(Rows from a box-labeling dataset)
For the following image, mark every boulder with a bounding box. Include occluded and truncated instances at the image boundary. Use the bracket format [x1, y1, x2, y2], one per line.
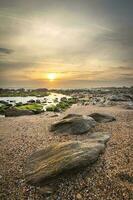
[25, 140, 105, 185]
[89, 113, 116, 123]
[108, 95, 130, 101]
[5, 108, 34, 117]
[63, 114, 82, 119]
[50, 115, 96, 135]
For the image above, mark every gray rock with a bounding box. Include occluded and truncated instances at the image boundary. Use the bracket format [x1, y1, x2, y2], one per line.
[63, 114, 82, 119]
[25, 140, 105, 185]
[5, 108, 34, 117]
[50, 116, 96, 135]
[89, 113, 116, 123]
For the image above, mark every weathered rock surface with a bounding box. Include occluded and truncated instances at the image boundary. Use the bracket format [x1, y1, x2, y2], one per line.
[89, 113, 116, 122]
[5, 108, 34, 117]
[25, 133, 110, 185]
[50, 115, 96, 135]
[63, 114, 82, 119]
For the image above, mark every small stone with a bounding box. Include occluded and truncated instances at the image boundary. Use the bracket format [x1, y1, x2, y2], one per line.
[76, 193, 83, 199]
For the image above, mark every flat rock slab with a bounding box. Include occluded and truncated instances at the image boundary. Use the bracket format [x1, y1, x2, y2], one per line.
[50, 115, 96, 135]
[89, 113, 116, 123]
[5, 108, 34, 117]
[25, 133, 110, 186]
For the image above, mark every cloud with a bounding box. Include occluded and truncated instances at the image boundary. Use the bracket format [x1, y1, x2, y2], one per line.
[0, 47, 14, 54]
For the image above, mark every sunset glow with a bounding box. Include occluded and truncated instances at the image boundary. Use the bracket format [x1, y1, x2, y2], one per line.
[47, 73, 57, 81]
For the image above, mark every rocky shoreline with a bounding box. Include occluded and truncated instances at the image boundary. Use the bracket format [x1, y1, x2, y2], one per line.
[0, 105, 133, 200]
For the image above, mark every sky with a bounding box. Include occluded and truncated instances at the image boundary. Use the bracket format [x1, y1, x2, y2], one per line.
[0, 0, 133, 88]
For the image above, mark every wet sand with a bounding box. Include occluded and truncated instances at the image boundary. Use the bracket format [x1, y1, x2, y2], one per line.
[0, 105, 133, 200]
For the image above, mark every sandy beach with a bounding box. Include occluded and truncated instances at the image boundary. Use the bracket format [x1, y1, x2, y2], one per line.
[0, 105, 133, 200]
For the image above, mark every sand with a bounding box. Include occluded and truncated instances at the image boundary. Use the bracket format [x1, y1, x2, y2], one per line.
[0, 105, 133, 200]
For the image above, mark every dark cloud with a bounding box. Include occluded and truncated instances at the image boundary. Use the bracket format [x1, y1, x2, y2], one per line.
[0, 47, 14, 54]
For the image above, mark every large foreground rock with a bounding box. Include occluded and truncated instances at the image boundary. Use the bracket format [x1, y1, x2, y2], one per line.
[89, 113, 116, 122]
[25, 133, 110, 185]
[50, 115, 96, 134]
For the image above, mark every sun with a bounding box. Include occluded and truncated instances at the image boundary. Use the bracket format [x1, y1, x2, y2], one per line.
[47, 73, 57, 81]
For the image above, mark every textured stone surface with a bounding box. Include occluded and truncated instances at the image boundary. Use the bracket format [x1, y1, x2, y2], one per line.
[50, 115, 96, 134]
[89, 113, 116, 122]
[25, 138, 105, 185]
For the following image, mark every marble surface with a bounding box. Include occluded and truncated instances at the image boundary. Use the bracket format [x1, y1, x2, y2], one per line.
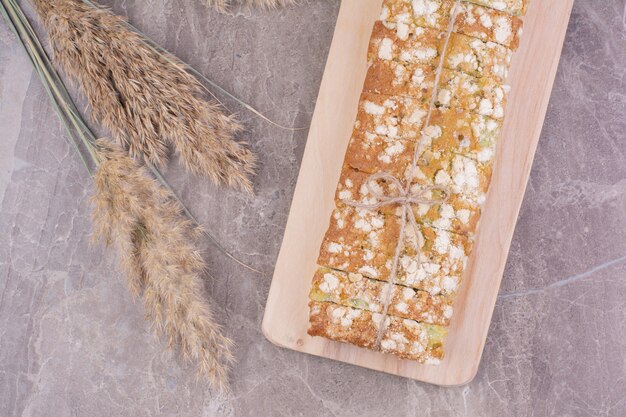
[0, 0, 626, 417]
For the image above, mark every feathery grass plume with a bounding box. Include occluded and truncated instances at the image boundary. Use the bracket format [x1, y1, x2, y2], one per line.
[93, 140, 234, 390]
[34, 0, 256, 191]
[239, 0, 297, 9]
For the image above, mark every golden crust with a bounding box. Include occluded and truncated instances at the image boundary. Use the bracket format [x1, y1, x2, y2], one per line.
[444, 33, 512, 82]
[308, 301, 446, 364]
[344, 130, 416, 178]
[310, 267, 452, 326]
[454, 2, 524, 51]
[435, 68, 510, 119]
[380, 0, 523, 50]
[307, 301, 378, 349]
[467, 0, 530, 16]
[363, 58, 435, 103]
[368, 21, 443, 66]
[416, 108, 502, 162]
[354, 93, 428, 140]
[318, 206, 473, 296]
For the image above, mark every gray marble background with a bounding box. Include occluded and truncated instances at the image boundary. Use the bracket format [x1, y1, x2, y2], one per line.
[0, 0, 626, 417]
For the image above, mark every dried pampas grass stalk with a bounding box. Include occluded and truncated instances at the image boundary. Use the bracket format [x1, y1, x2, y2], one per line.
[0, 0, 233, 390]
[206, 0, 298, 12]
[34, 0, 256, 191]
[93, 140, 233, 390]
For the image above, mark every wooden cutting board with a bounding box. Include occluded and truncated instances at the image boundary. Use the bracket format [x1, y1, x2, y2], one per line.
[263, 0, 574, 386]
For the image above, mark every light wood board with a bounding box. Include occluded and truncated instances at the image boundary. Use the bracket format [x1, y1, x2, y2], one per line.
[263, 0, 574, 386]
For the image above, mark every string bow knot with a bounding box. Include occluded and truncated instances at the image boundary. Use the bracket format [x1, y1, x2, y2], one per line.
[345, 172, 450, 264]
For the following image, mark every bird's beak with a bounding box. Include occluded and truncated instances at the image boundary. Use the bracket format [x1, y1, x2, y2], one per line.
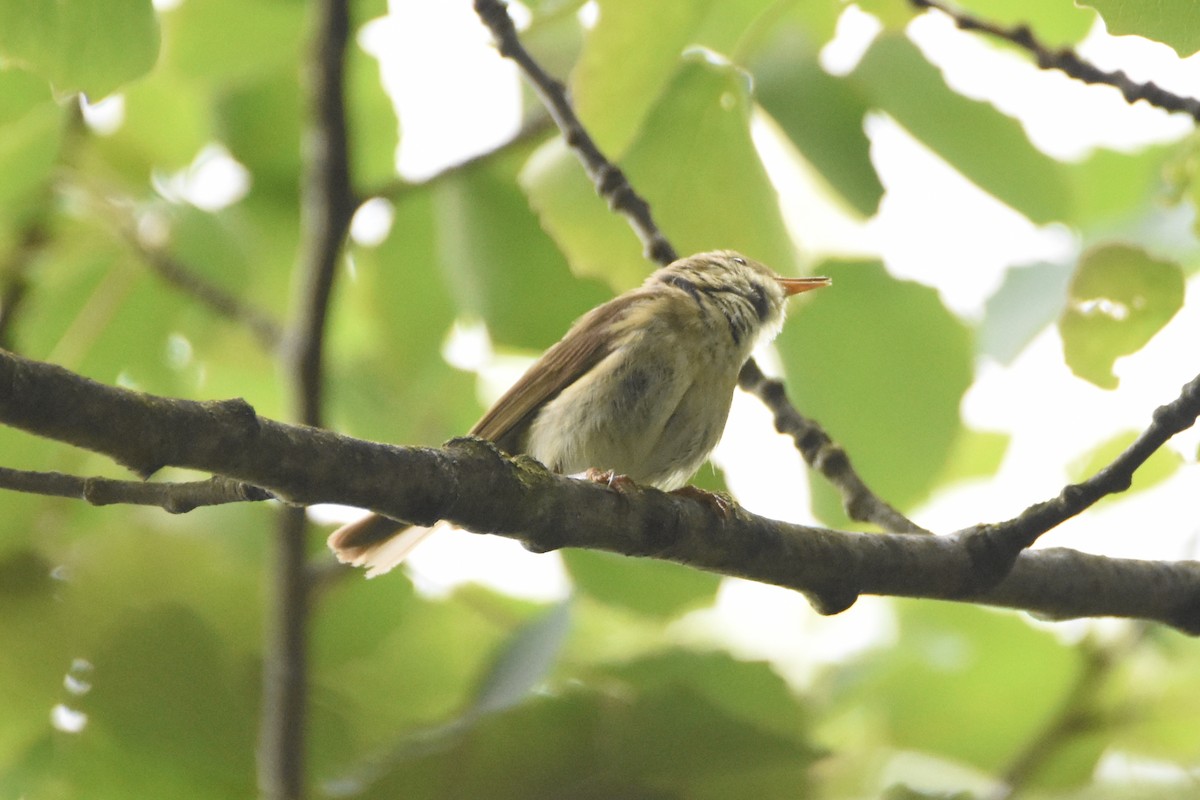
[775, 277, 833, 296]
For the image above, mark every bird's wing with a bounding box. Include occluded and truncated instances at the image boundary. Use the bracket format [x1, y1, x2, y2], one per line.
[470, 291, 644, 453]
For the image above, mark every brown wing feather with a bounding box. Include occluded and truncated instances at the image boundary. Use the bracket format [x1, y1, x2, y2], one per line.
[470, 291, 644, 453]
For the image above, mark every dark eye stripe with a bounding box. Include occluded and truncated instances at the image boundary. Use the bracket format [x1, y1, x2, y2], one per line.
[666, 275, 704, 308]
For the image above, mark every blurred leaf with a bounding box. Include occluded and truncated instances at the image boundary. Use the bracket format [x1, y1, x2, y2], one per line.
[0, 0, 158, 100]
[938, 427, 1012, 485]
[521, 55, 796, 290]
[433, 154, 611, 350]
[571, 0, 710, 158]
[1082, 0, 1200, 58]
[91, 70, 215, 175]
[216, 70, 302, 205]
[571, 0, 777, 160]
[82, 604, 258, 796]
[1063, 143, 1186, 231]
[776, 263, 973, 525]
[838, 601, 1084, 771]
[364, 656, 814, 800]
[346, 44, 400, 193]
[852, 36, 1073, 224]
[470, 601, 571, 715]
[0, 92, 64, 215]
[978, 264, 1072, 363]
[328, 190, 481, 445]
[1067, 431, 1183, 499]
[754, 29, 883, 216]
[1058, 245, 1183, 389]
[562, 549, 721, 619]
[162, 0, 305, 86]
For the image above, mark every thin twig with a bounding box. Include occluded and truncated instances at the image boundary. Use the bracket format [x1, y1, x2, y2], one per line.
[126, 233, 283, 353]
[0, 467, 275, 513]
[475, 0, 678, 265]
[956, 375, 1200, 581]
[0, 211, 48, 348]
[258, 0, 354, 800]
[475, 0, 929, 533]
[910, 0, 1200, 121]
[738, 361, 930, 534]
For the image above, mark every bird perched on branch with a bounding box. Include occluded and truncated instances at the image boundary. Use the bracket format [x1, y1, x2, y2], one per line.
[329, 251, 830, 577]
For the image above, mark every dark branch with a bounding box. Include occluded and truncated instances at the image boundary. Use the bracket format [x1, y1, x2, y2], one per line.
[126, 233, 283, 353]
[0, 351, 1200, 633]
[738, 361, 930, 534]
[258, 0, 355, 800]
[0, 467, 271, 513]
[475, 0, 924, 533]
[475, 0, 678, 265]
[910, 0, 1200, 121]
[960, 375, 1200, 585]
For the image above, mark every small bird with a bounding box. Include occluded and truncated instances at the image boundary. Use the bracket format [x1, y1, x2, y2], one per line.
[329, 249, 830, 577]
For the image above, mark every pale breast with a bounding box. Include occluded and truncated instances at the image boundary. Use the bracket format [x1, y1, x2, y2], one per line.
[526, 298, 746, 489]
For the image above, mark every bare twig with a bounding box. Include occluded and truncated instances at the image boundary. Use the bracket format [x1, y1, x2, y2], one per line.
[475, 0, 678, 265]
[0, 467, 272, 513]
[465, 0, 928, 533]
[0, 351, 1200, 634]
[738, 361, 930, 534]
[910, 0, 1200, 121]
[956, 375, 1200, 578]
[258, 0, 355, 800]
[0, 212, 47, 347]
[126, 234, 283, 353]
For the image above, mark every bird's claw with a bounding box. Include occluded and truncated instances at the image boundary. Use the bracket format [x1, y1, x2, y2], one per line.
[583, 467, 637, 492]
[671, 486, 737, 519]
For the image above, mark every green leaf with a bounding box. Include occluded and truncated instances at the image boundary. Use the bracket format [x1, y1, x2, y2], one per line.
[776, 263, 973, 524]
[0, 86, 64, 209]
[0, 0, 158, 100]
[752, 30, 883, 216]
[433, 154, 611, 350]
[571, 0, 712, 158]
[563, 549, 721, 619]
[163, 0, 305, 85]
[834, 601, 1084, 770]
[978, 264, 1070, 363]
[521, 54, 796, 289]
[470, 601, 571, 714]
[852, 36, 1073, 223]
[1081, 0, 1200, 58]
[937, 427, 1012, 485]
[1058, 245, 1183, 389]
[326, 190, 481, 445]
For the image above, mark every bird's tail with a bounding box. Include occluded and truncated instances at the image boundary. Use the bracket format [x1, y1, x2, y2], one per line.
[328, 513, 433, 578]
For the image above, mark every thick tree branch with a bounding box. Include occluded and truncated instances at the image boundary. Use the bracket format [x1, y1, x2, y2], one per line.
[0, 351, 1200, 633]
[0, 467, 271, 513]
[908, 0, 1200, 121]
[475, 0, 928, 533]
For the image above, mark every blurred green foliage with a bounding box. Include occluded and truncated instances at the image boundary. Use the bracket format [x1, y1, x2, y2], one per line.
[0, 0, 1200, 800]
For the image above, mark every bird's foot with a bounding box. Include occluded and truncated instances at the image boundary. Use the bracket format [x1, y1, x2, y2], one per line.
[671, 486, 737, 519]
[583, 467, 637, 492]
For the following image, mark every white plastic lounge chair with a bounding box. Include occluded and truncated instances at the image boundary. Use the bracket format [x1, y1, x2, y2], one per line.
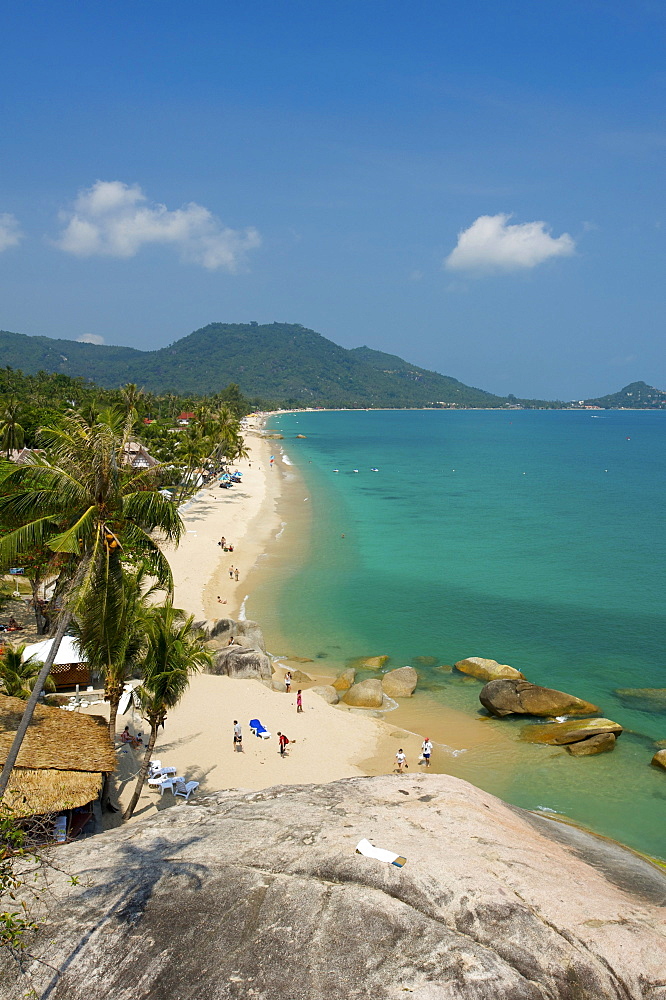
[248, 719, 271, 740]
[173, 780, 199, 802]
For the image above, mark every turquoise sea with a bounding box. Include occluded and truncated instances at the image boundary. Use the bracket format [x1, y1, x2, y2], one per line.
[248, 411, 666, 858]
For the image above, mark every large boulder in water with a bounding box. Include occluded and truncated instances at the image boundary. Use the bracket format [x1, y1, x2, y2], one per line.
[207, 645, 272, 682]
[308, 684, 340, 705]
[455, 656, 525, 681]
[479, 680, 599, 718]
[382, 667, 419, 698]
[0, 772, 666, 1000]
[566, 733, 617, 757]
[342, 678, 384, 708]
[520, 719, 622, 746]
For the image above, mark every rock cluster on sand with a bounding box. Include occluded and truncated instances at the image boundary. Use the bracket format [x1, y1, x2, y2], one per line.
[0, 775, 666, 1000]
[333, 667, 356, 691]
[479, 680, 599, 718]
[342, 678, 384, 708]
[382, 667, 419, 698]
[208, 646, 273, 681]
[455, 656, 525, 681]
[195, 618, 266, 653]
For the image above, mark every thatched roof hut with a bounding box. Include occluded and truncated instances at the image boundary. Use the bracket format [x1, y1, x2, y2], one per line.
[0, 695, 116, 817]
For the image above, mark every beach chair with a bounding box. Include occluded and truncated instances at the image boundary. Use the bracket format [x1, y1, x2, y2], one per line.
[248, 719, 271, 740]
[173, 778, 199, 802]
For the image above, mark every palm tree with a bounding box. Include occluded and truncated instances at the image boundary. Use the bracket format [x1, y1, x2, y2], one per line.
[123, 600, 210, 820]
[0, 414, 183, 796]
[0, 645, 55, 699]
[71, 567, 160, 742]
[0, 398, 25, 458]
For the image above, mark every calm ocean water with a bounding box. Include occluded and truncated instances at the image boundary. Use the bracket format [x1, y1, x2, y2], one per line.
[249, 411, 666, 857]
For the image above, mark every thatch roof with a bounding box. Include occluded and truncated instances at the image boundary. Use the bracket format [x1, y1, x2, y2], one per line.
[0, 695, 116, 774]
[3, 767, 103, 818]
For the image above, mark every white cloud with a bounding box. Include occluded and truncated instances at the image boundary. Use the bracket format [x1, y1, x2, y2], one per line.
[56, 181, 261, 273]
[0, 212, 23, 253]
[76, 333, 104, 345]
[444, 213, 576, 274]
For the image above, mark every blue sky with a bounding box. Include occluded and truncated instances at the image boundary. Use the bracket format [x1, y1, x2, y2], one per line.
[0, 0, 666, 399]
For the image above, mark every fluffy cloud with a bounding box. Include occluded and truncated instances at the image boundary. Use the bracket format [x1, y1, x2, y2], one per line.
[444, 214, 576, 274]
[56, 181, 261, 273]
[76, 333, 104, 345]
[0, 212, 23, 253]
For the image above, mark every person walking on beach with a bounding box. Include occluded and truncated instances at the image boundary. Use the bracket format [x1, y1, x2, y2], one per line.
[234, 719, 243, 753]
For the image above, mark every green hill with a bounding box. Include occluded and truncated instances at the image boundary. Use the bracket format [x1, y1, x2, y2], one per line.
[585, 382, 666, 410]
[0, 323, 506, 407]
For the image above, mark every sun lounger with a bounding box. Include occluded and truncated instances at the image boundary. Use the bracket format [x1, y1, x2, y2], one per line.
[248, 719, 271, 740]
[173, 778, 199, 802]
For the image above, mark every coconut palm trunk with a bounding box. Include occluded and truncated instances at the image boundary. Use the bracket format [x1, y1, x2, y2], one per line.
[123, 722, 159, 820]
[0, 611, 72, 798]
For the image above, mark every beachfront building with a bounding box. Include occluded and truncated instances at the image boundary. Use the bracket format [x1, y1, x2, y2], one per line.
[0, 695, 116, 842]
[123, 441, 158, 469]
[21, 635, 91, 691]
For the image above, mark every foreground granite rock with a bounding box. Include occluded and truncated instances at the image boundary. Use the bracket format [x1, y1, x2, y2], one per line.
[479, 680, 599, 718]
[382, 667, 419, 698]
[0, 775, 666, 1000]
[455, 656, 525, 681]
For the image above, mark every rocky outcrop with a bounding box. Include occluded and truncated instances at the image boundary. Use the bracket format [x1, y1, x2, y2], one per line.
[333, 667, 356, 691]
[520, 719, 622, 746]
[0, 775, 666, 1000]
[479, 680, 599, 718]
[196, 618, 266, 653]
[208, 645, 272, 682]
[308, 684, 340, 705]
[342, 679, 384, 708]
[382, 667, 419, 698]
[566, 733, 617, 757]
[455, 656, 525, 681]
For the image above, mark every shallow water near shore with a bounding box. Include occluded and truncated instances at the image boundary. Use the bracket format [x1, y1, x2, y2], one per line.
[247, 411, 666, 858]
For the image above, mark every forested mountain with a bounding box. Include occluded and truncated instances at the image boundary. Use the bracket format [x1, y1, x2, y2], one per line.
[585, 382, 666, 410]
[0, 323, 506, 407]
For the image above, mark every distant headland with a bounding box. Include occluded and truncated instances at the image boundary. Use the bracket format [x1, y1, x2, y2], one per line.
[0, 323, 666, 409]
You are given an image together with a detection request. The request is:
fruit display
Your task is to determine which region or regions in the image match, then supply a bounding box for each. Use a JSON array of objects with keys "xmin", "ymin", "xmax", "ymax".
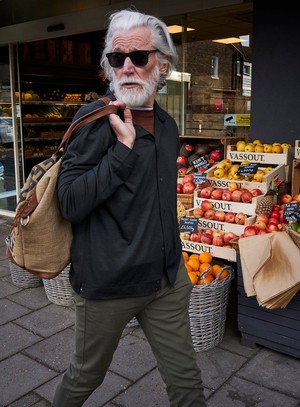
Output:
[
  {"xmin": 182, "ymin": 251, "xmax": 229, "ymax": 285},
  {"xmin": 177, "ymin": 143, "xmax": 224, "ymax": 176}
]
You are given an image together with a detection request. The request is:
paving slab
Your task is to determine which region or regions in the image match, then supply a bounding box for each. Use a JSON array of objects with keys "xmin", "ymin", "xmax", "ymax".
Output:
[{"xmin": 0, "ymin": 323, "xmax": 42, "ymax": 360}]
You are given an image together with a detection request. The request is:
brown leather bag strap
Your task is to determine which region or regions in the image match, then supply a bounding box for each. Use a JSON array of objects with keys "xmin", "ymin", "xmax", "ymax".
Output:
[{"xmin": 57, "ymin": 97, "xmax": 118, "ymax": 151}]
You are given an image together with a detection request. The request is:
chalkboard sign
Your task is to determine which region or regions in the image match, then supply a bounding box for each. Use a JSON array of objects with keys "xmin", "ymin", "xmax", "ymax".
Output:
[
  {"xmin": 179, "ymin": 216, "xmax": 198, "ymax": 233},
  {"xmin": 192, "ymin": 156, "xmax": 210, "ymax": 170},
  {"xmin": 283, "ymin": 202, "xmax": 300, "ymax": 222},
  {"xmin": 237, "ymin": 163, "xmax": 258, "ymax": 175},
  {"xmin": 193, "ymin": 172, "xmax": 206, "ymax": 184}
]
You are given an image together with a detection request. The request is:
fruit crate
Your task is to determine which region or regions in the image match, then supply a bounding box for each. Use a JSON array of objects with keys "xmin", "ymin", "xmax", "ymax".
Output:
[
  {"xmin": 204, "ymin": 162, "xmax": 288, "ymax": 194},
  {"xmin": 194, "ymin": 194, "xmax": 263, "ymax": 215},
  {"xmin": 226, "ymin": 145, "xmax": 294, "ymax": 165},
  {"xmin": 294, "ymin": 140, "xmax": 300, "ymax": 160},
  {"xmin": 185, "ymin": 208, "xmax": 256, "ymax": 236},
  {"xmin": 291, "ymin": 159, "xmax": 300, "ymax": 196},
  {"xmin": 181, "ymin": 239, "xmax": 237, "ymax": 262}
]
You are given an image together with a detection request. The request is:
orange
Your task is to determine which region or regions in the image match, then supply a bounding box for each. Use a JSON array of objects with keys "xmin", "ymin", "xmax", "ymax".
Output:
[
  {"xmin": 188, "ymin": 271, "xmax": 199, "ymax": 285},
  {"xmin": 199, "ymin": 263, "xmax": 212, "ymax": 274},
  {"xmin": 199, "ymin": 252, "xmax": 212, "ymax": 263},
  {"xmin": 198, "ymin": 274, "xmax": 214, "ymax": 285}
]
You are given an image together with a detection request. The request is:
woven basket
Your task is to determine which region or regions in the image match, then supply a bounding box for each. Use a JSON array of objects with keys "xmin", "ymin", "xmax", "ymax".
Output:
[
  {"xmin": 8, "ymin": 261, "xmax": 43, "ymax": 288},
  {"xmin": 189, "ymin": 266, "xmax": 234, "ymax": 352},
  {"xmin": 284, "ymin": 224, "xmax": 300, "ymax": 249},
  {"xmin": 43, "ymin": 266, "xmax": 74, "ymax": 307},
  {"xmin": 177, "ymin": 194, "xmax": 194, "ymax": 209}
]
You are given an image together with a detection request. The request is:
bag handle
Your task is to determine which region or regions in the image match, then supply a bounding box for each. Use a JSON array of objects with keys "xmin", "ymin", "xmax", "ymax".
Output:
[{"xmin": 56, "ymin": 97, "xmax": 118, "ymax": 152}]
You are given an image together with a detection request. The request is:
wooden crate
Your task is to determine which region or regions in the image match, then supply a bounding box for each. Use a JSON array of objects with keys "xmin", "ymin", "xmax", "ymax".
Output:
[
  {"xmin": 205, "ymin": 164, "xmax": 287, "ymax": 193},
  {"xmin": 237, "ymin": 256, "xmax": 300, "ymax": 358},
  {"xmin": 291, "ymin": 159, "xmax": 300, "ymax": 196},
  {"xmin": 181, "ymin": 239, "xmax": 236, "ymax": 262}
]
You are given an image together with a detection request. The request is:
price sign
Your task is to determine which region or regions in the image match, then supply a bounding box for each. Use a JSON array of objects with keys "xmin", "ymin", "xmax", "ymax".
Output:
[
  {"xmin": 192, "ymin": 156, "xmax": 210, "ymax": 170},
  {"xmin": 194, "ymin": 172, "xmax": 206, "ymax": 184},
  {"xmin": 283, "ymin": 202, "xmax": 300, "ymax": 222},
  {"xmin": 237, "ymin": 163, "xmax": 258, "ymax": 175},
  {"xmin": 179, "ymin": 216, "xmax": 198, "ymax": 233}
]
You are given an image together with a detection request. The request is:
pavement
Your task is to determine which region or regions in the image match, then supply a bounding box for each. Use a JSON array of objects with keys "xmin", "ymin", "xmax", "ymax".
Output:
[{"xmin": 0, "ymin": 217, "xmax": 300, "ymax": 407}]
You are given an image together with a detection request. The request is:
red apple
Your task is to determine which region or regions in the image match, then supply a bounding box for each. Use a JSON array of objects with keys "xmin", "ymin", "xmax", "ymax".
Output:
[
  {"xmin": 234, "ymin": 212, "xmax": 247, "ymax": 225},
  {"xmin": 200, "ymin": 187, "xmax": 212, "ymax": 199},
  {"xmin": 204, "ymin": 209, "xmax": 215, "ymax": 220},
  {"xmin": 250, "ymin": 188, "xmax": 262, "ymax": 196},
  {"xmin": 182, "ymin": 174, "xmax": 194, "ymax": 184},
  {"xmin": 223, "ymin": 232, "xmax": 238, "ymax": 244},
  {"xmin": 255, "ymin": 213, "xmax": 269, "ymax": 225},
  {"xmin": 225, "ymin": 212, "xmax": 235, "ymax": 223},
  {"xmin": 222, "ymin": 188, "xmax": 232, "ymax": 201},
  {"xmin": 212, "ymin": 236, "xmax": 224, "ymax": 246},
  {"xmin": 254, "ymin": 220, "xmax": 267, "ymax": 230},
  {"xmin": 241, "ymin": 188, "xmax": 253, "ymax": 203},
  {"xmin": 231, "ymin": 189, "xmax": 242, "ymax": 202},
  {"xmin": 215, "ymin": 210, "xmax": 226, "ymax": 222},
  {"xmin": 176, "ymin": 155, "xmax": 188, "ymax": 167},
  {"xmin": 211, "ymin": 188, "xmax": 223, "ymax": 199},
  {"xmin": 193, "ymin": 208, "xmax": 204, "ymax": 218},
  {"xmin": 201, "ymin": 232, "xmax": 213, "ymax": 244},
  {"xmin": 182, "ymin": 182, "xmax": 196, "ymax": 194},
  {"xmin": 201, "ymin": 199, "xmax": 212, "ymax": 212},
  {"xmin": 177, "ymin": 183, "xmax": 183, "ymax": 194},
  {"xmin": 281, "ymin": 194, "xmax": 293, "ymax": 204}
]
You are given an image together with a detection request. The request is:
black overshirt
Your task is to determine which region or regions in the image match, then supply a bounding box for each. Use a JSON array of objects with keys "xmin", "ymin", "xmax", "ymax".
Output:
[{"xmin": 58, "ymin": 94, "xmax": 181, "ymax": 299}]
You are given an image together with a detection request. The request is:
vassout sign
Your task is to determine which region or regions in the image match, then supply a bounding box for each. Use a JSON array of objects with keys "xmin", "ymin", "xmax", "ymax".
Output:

* _The request_:
Repeat the lines of the items word for word, starting with the line containing "For the image above, mark every thatch roof" and going on through the line containing "[0, 0, 666, 399]".

* _Finished answer_:
For the image above, mark every thatch roof with a bounding box. Include occluded and truncated instances at the image boundary. Use the bracket format [x1, y1, x2, y2], one per line.
[0, 695, 116, 774]
[3, 767, 103, 818]
For the image above, mark every white cloud with a bounding box. Include occluded and truncated instances at the image boundary. Use the bracket format [x1, y1, x2, y2], one per line.
[56, 181, 261, 273]
[0, 212, 23, 253]
[76, 333, 104, 345]
[444, 213, 576, 274]
For the image above, mark every blue sky with a bounding box. Include occluded and truncated instances at the image boundary. Use the bracket format [x1, y1, x2, y2], one per line.
[0, 0, 666, 399]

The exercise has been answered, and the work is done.